INPUT MATERIAL ▸
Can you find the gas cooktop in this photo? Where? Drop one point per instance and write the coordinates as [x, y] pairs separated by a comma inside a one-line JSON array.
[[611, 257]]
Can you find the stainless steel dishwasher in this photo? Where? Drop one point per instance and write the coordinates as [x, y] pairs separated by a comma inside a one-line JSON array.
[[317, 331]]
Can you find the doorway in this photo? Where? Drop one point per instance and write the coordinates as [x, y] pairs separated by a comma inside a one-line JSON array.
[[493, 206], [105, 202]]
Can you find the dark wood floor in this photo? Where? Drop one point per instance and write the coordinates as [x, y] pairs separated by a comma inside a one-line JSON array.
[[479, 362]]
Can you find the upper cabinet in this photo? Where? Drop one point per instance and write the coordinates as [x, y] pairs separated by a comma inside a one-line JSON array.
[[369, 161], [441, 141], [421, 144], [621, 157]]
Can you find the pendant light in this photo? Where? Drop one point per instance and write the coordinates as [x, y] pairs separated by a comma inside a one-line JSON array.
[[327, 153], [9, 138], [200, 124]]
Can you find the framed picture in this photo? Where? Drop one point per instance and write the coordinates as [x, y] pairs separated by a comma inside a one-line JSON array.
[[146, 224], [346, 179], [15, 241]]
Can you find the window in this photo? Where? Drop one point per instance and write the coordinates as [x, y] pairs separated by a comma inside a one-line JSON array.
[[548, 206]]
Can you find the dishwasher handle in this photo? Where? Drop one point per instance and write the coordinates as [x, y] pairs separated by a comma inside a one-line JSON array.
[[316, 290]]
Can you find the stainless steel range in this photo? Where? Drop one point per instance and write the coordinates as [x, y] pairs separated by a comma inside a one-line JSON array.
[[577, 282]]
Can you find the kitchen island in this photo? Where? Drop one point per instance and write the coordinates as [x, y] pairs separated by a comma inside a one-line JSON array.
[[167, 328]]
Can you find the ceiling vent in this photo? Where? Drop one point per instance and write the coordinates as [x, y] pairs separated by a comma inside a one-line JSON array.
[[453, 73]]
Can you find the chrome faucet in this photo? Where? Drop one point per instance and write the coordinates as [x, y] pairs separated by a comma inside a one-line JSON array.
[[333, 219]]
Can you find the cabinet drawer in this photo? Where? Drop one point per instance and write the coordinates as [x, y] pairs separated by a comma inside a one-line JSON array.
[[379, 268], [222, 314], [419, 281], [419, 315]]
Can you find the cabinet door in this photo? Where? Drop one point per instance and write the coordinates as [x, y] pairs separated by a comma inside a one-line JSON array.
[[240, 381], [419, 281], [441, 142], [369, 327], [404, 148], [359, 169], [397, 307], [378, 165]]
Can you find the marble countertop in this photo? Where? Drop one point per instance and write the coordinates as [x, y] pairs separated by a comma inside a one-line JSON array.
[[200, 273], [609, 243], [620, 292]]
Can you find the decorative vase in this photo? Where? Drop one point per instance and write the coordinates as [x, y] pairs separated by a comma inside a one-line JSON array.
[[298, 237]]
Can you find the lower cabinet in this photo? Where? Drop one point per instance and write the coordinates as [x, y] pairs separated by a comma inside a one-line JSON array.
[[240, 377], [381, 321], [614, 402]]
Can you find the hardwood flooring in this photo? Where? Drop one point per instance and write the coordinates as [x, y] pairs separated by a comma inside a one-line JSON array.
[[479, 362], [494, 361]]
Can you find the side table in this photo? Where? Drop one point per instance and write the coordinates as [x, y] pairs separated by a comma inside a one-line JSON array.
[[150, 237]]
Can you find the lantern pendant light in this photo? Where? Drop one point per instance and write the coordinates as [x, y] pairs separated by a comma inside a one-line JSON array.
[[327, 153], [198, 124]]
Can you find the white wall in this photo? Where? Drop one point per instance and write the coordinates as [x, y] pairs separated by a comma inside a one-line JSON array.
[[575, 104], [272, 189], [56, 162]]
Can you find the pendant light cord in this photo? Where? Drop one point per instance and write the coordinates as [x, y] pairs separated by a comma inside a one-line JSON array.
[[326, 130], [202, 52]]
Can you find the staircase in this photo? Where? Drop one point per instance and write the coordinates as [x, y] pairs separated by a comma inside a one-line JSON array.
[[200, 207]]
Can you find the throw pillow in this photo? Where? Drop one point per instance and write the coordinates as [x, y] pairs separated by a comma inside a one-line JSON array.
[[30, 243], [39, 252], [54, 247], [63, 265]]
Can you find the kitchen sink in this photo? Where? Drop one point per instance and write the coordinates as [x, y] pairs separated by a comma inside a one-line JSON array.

SHORT TASK ▸
Output all of the data above verbatim, line by line, with no changes.

SOLUTION TO THIS EXERCISE ▸
Can you find the gas cooktop in this photo? Where? Drop one point per instance and write the coordinates as [x, y] pairs separated by a comma inside a one-line JSON array.
[[611, 257]]
Can you find the stainless steel dishwasher in this photo? Where? Drop one point per instance and write the coordinates as [x, y] pairs separated by a comma inside a one-line JSON array.
[[317, 331]]
Can you find the doorway in this photo? Where? Drop one point per instance and write the coordinates as [x, y] pairs separated by a comma inside a one-line JSON array.
[[493, 206], [105, 202]]
Can you find the dark wood floor in this photo? Where? Drop one point per instance and write the coordinates as [x, y] pairs separated by a comma inside a one-line JSON array.
[[479, 362]]
Can you find the upper cabinet in this photo? Where? Drop one point per instance and write the coordinates as [x, y] pairs separated by a comma inside a one-line JSON array.
[[369, 161], [441, 141], [421, 144], [621, 157]]
Can you find the pendant light in this photo? Where? Drop one point per instance and write the coordinates as [x, y] pairs separated by a comma inside a one-line JSON array.
[[327, 153], [9, 138], [200, 124]]
Can you find the framed picture in this photo? Where? Drop one point per instance and write the coordinates as [x, y] pairs separated by a comma inside a one-line JSON array.
[[146, 224], [346, 179], [15, 241]]
Can you find the window in this photo? Where? Drop one point per instance and write the coordinates as [x, y] pairs separated by a comma inside a one-line JSON array.
[[548, 206]]
Can you find the dishwasher handle in this photo? Where? Drop one point per instance and write the coordinates as [x, y] pairs separated by a comma inside a one-line JSON array.
[[316, 290]]
Can you find the stainless steel range in this photo? Where? Drop one point per instance and write the coordinates as [x, y] pairs separated by a comma inside a one-line JSON array.
[[577, 282]]
Can you find the kitchen island in this photo? Where? Drop one point per instance and write the coordinates as [x, y] pairs separated by a comma inside a one-line JSON array.
[[167, 328]]
Can you find the ceiling vent in this photo? Where? Drop one point per instance and write the coordinates as [x, y] pairs separated by a comma inside a one-line JSON array.
[[453, 73]]
Can you find the chrome faucet in this photo? Where? Drop one point per instance and write the coordinates as [x, y] pairs separated by a comma inside a one-line JSON array.
[[333, 219]]
Can you find the cabinet drawer in this photo? Where? Drop one point per instance and write the coordinates as [x, y] pairs separated by a comma inside a one-line JSON array.
[[379, 268], [222, 314], [419, 281], [419, 315]]
Can you find the cabinet door in this photo? Where? Drop one point per instance and write the coordinates as [x, y] pairs separated by a comma inside a one-line JSON array.
[[240, 381], [419, 281], [441, 142], [369, 327], [404, 148], [359, 169], [397, 307], [378, 165]]
Can you find the marble countertop in this photo? Where? Drop one point per instance and write the coordinates as [x, y] pairs separated by a comma inside a one-line JSON array.
[[200, 273], [609, 243], [620, 292]]
Can you find the decorative vase in this photo? Where? Drop one point per instance and write the coordinates as [x, y] pairs separated by a comma inside a one-line JSON array.
[[298, 237]]
Can you find the lower cabinet in this photo? Where? Drop one point per instance and write the coordinates as [x, y] pairs separated by a comma inside a one-line JSON array.
[[240, 377], [381, 321], [614, 402]]
Can you find the hardwood flooring in this photo? Where? Drop one point per instance and write the coordinates as [x, y] pairs separated by a comma inside a one-line JSON array.
[[479, 362], [494, 361]]
Can you find the side table in this photo? Where? Drop one point per instance and write the coordinates as [x, y] pairs separated by a comma inside a one-line JSON array.
[[150, 237]]
Can you find the lantern pendant light in this photo? Where? Drop one point per instance and write the coordinates as [x, y] pairs separated by a comma inside a one-line JSON array.
[[327, 153], [198, 124]]
Can you find the white wall in this photo? Where? Drop one point per instance and write the coordinates as [x, y] pairs separated by a comma inside a one-line JSON array.
[[575, 104], [272, 189], [56, 162]]
Can you find the pendant light cord in this photo? Where? Drop one point per instance and write the coordinates as [x, y] pairs separated by a comma inside a one-line JSON array.
[[326, 130], [202, 52]]
Can you find the staircase in this photo? Where? Drop one point per instance and write the coordinates as [x, y] pairs separated by a comma inside a one-line JSON array.
[[200, 207]]
Can you find the throw pillow in this photo? Where? Drop one point per instance and write the coordinates as [x, y] pairs separated by a comma inside a one-line JSON array.
[[30, 243], [39, 252], [54, 247], [63, 265]]
Can you find the kitchen sink in this photo? Where? Drop one point per instance and write the coordinates as [x, y] pairs separated by a comma inside a one-line JSON array.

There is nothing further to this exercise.